Muestra todas las líneas de las filas siguientes en las que aparece la palabra "clay".

_Datos proporcionados_.
==================================================

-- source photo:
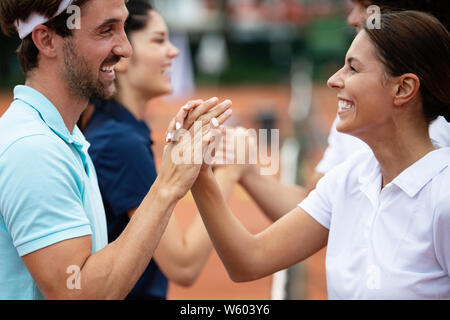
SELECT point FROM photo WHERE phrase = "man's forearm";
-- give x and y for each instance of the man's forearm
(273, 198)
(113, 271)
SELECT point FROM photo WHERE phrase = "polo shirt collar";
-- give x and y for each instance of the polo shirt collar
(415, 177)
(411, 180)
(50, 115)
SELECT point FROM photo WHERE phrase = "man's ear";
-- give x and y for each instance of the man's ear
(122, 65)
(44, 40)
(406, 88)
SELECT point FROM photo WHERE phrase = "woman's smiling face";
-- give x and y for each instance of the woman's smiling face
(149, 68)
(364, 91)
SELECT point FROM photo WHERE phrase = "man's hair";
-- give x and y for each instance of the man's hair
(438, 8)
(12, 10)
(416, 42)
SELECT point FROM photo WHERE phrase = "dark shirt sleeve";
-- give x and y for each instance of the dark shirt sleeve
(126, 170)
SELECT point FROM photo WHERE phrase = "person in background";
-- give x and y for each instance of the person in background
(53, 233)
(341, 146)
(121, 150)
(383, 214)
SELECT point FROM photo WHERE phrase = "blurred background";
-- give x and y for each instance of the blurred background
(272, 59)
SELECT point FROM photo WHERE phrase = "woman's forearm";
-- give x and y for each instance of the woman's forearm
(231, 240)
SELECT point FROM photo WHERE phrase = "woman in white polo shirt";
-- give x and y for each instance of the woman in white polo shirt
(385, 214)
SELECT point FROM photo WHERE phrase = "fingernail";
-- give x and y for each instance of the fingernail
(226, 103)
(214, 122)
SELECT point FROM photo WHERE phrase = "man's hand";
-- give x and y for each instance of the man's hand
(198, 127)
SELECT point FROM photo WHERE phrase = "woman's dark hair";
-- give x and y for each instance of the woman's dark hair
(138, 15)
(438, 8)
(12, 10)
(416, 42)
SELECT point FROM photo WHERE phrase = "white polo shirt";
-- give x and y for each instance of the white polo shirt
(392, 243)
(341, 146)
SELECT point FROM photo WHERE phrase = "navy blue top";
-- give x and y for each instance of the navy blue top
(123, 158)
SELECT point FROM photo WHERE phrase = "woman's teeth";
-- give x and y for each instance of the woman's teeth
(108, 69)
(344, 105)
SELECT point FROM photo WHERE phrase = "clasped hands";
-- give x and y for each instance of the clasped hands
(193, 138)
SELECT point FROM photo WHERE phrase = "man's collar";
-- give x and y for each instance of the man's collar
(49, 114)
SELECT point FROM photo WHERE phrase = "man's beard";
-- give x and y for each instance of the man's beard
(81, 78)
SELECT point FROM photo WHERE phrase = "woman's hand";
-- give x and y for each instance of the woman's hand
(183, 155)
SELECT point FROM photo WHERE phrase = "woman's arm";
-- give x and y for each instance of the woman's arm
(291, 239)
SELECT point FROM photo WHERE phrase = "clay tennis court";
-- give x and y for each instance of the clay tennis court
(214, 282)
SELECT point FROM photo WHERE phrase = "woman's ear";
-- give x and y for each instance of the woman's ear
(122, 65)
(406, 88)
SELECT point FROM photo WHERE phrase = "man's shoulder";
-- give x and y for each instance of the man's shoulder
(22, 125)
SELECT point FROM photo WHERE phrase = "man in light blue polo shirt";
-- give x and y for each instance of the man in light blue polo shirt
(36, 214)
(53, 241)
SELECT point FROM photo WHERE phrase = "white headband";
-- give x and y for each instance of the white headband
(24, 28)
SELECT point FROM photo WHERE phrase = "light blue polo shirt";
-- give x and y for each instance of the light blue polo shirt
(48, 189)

==================================================

_Ejercicio resuelto_.
SELECT point FROM photo WHERE phrase = "clay tennis court";
-- give x and y for each instance of the clay tennis court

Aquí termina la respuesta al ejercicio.